→ **Supplied entries**

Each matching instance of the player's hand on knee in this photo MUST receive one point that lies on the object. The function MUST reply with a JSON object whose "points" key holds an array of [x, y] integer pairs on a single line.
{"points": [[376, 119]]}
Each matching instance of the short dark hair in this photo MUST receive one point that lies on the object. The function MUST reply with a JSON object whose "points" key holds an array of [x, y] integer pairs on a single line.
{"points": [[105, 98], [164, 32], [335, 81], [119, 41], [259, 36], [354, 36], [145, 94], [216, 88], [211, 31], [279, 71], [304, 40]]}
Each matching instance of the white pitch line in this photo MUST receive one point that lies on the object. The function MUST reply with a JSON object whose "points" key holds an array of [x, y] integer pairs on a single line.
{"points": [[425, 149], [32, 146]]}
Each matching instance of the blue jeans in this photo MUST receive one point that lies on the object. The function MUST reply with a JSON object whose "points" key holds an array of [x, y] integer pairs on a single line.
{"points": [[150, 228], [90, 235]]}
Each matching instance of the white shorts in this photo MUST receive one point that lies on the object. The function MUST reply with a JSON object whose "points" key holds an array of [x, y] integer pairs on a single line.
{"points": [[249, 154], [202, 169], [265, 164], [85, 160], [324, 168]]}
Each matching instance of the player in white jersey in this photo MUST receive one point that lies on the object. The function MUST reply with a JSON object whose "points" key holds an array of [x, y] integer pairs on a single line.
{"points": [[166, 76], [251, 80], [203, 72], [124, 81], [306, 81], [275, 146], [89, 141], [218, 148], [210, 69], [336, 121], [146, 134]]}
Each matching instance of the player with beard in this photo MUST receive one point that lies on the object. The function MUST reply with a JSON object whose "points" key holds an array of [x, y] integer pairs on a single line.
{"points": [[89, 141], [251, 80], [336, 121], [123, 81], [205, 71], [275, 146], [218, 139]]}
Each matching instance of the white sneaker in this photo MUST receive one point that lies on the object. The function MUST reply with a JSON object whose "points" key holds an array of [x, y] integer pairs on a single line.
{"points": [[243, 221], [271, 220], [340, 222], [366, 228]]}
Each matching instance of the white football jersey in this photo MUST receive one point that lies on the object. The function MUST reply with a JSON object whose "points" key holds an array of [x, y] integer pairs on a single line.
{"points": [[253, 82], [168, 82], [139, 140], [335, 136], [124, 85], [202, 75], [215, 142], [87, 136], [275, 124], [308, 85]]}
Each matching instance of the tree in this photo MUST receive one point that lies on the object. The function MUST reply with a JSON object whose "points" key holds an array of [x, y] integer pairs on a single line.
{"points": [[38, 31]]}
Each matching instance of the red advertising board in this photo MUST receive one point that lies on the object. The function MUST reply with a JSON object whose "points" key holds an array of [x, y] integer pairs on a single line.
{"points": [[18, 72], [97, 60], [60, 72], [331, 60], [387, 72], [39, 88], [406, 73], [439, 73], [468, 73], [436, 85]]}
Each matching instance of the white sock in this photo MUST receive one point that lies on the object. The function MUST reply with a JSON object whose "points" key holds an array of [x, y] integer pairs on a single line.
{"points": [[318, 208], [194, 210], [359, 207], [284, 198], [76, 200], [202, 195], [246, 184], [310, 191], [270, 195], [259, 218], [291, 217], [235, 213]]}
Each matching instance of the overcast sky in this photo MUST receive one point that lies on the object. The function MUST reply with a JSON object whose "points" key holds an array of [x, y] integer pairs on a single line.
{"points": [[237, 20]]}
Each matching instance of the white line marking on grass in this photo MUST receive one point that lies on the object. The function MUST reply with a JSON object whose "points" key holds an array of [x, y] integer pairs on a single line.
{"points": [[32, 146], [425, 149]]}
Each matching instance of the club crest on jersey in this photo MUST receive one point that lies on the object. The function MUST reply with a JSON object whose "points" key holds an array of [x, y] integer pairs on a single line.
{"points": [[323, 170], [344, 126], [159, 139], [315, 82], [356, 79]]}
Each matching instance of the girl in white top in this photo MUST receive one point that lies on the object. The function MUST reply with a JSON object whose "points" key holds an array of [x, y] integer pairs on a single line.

→ **Required work**
Repeat the entries above exactly, leaving nothing out.

→ **Expected output**
Each matching instance of the player's hand on knee in this photo MUST receive one point that lies on the object. The function MUST reply with a JSON object whose "points" key holds an array of [x, y] integer pairs on a single line.
{"points": [[376, 119]]}
Each matching instance of the short dark hair in this photo MUST receive one point that lies on the object. The function MUST reply with a JSON object whose "points" key holds an array of [x, y] integer pairs on a single line.
{"points": [[105, 98], [164, 32], [335, 81], [119, 41], [259, 36], [354, 36], [145, 94], [216, 88], [211, 31], [279, 71], [304, 40]]}
Each matching instance of the white pitch line in this photo MUST receive one point that lies on the object. The function MUST reply with a JSON object whose "points" key holds an array of [x, y] integer pairs on a single line.
{"points": [[425, 149], [32, 146]]}
Each matching instance of the blue jeans in this photo MUST receive one point that lies on the object. The function MUST reply with a JSON object whose "points" key holds an array of [x, y] integer pairs on a single line.
{"points": [[150, 228], [90, 235]]}
Each matching instance of the white shorts in this photo MUST receive one point that lies on the object. The function MUST reply with a JSON object whose "points" key holds an array of [x, y] integer pairs on a single line.
{"points": [[249, 154], [202, 169], [265, 164], [85, 160], [324, 168]]}
Each matching instance of the player in white jersey in this photo MUST receive one point that lies on the object. The function MUST reply with a JSON object whose "points" key holds an array of [x, y] integer pairs on a single line.
{"points": [[166, 76], [251, 80], [203, 72], [124, 81], [306, 81], [275, 146], [89, 141], [218, 148], [210, 69], [336, 121], [146, 134]]}
Each matching instance of the player with beard in this photo MUST receive one point that lies on the object. The function MUST reply with a JSON object whose "points" key holds an array of [x, y] integer pairs on a single line.
{"points": [[89, 141], [251, 80], [336, 121], [123, 81], [205, 71], [275, 146], [218, 139]]}
Each matching instance of the white sneaker in this photo MUST receive one point that lies on the object. The function MUST reply with a JSON object whose "points" key holds an array of [x, y] integer pairs on a single line.
{"points": [[243, 221], [271, 220], [340, 222], [366, 228]]}
Each matching instance of the white football jersey in this photo MUST receive one point that lies on the object. The function MUST reply with a JSON object whose "points" key holds an array of [x, y] integer pairs on a single line.
{"points": [[253, 82], [168, 82], [139, 140], [335, 136], [124, 85], [202, 75], [215, 142], [87, 136], [275, 124], [308, 85]]}
Each matching instance of the tree in this photo MUST receive one point that lies on the object. The function MUST reply with a JSON object whose "points" key holds an array of [x, y] integer pairs on a single line.
{"points": [[38, 31]]}
Each matching instance of the red advertising board in this photo MUST receive one point that lies on the object. The function MUST reply with a JSON object whose "points" key holds an array of [x, y] integer pairs on a single line.
{"points": [[18, 72], [97, 60], [60, 72], [331, 60], [387, 72], [39, 88], [406, 73], [439, 73], [468, 73], [436, 85]]}
Each matching instance of the white sock in this photo MUST receive one point that lies on the object. The function MUST reply with a JSON object whose "points" key holds an array of [x, y] integer pairs on a single line.
{"points": [[318, 208], [194, 210], [359, 207], [284, 198], [76, 200], [202, 195], [246, 184], [310, 191], [270, 195], [259, 218], [291, 217], [235, 213]]}
Each matching instance of the overcast sky in this photo MUST receive one point that lies on the object. The function MUST reply with a JSON object whose "points" key holds an array of [x, y] integer pairs on a single line.
{"points": [[237, 20]]}
Each matching instance of the white line marking on grass in this photo MUST receive one point that lies on the object. The function MUST reply with a JSON object whose "points" key holds an array of [x, y] integer pairs on a single line.
{"points": [[32, 146], [425, 149]]}
Each matching instance of the club crest on jersey in this photo MUST receive one point that lies on the object. The function MUST reply with a JSON object whose "points" key holds an array of [x, y] integer pairs on a single line.
{"points": [[323, 170], [344, 126], [159, 139], [315, 82], [356, 79]]}
Each matching instance of the girl in white top in this photo MUST receive one point that lies on the object. The function MUST reply with a JSON object whose "points" key holds an array of [x, y] integer pairs on a single line.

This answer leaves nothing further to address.